Exercise details -
Retype each record exactly.

Material for this task -
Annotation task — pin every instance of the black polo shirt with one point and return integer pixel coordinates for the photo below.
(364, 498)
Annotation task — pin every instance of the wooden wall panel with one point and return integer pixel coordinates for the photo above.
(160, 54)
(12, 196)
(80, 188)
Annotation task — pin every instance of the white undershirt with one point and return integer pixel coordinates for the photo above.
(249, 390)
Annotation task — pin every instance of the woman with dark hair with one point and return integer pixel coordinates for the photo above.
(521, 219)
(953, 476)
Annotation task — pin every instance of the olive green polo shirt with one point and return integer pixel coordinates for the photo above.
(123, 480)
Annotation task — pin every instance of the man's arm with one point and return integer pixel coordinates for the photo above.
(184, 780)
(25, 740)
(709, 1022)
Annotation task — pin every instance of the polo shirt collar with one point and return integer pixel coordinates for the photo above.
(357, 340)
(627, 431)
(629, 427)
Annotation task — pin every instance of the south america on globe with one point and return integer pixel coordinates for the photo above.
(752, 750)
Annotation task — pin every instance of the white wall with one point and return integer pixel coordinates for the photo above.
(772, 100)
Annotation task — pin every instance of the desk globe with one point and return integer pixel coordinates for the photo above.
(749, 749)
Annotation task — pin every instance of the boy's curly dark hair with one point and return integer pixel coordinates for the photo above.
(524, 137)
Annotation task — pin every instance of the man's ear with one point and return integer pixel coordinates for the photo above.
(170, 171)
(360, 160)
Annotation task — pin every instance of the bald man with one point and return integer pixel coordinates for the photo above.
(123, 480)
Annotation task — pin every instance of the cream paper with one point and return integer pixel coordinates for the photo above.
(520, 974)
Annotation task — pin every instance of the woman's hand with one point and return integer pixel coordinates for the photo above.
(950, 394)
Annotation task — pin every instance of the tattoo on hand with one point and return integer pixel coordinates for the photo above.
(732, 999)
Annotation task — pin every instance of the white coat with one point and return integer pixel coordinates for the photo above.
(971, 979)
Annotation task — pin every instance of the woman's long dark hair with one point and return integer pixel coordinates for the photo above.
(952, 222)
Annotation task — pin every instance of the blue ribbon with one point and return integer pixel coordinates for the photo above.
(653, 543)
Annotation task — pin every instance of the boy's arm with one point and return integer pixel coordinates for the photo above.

Written solution -
Annotation task — pin every instance of the black polo shirt with one point and return integer pixel coordinates for the photo below.
(364, 498)
Annotation task — pin every instance of the wooden wall panel with one point and return integer pixel coordinates for the photo above.
(160, 54)
(12, 196)
(80, 188)
Annotation task — pin every instance of the white undershirt with one point and return integer pixel coordinates for the photo above.
(249, 390)
Annotation task — pin every instance of the woman with dark hair with one point and return integer pixel coordinates for the photo above.
(521, 219)
(953, 476)
Annotation task — pin every instance of the olive green polo shirt with one point and return integer pixel coordinates for the photo above.
(123, 480)
Annotation task — pin every instance of the man's arm with one point and return integer pixel coordinates for the photo above.
(184, 780)
(25, 740)
(709, 1022)
Annotation task — pin every instance of the polo shirt collar with one point and return integer pixel coordinates for the photo above.
(357, 340)
(627, 431)
(629, 427)
Annotation task — pin every instance of the south america on globe with one point and return integer pixel coordinates for the photo above.
(752, 750)
Annotation task — pin every instance of the white wall with one point and return integer pixel coordinates for the photo above.
(772, 100)
Annotation task — pin every instance of the desk globe with one point and return integer pixel coordinates for the photo above.
(749, 749)
Annotation task — pin every instance of the boy's curly dark hair with one point and return integer pixel coordinates for the photo above.
(524, 137)
Annotation task — pin every instance of the man's ear with one point and return integer pixel coordinates for the photo above.
(170, 171)
(360, 160)
Annotation task — pin every instance of the bald man with one point and return integer pixel coordinates for the photo above.
(123, 480)
Annotation task — pin every instance of the cream paper with one point and return integer pixel coordinates for the photo above.
(520, 974)
Annotation task — pin every instance of the woman's hand with one point and return integer pixel coordinates for the photo above.
(950, 394)
Annotation task — pin every instance of the tattoo on hand with one point and return integer pixel coordinates for the photo above.
(732, 999)
Annotation task — pin every instance of the white coat with one point and return integer pixel coordinates for the photo above.
(971, 979)
Annotation task — pin every instance of the woman's long dark hair with one point and return integer pixel coordinates for the photo above.
(952, 222)
Annotation task — pin every instance of the blue ribbon with one point and return integer pixel coordinates for the photo above.
(653, 543)
Annotation task — pin every instance of the boy's arm with one point and return integer pixel coordinates for the photo above.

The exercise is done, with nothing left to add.